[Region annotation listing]
━━━━━━━━━━━━━━━━━━━━━━━━━━━━━━

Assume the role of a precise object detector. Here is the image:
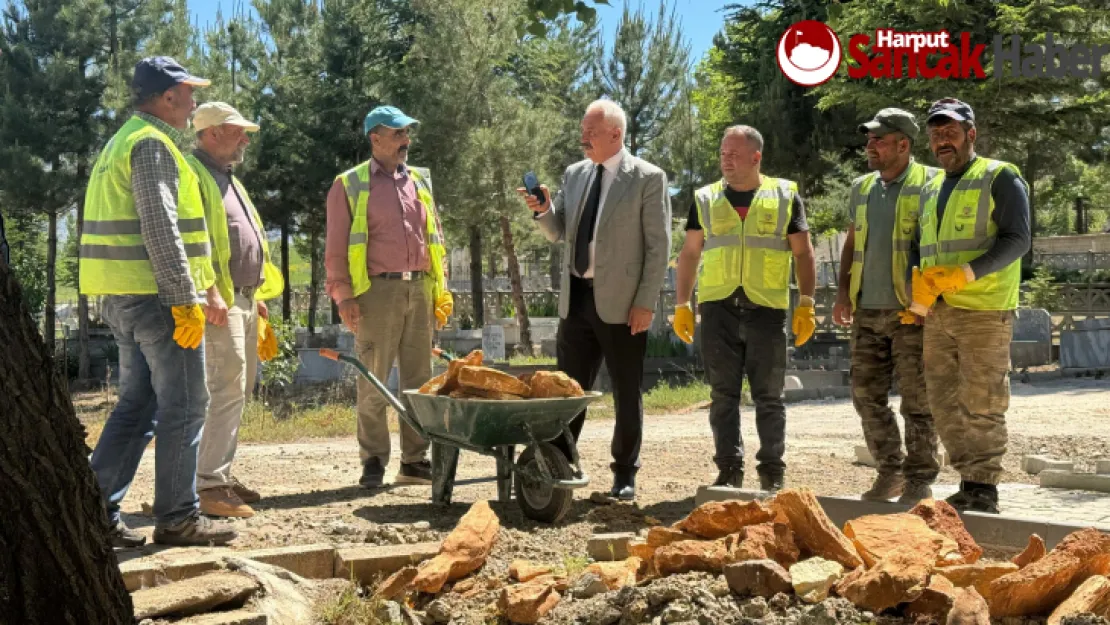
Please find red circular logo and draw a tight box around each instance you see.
[775,20,841,87]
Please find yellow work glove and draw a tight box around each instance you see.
[909,266,940,316]
[170,304,204,350]
[259,316,278,362]
[673,303,694,344]
[791,295,817,347]
[435,291,455,330]
[921,265,975,294]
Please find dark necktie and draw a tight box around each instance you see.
[574,164,605,275]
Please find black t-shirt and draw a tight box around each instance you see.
[686,187,809,234]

━━━━━━━━━━━━━━━━━━━━━━━━━━━━━━

__WHAT TO DO__: Copy the entire listing above line for line and without changes, omitting the picture.

__SOLUTION TO THIS EXERCISE__:
Assume the role of a precise object detector. Here is the image:
Please find red circular logo and draw a tight box around each instance you see.
[775,20,841,87]
Please find yellow work glove and draw a tight box around each instance you see.
[909,266,940,316]
[170,304,204,350]
[259,316,278,362]
[673,303,694,344]
[791,295,817,347]
[435,291,455,330]
[921,265,975,294]
Please find dark necktie and draw a tight box around each instance you see.
[574,164,605,275]
Please find black t-shirt and draw a tight box around each instance you see.
[686,187,809,234]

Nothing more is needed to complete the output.